_THE REQUEST:_
Substitute "central point" for "innermost point" throughout the material below, and reproduce the rest unchanged. Leave out the pictures.

◆ ◆ ◆ ◆

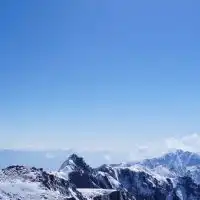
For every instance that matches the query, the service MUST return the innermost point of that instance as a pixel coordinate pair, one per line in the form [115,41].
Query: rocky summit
[174,176]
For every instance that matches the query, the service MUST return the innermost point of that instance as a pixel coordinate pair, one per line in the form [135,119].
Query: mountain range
[174,175]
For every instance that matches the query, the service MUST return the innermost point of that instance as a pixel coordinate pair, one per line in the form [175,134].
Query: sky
[99,74]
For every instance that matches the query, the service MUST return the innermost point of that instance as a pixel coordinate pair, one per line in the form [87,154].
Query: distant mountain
[155,179]
[23,183]
[169,177]
[178,163]
[52,159]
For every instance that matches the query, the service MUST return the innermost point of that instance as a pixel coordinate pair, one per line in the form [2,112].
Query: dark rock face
[188,188]
[133,183]
[46,181]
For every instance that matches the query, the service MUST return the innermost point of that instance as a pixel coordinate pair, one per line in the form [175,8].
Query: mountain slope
[23,183]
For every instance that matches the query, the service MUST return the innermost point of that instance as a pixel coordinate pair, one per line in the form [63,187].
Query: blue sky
[98,74]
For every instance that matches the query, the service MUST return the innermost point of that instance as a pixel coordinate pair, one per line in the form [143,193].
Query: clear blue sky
[73,71]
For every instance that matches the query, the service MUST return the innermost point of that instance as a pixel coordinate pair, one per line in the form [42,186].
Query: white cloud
[189,142]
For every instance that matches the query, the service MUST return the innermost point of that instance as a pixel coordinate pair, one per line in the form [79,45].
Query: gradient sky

◆ ◆ ◆ ◆

_RESPONSE TO THIS TASK:_
For every instance that matches the query, the service MUST return the central point of that instance as a pixel coordinate pair, one per line in the form [115,41].
Query: rocky summit
[174,176]
For every instance that matches the query, the service MUST return the central point of that instance as a pixel coordinate pair, one per line in the form [135,119].
Query: mountain range
[174,175]
For every instance that matches the query, the service MUST return the central point of that instance as a pixel coordinate pair, one per line in the form [175,134].
Query: sky
[99,74]
For every instance that matches the query, the service MUST return the central point of that instance as a pixel coordinate pair, one per line in the form [87,154].
Query: distant mountain
[155,179]
[23,183]
[169,177]
[178,163]
[52,159]
For every instance that matches the query, the service MUST return the central point of that instance as a pixel coordinate pair, one per line in the form [2,112].
Query: dark rock face
[188,188]
[133,183]
[46,181]
For every instance that matches the query, the service MUST return the central point of that instance as a pixel coordinate pair, one per line in the form [175,8].
Query: mountain slope
[23,183]
For every instance that matches the query, the service MUST return the central point of that instance as a pixel coordinate pair, one per line in the form [63,187].
Query: blue sky
[98,74]
For every instance that matches the query, the service MUST return the central point of that instance as a pixel coordinate pair, one per line in the form [143,193].
Query: clear blue sky
[73,71]
For every instance that matches the query, the service MUST return the central point of that instance as a pixel coordinate pair, one per line in the form [42,186].
Query: white cloud
[189,142]
For every instance that matches the query, the service MUST return the central point of that instance as a pixel coordinate pair, one per line in the form [79,45].
Query: gradient sky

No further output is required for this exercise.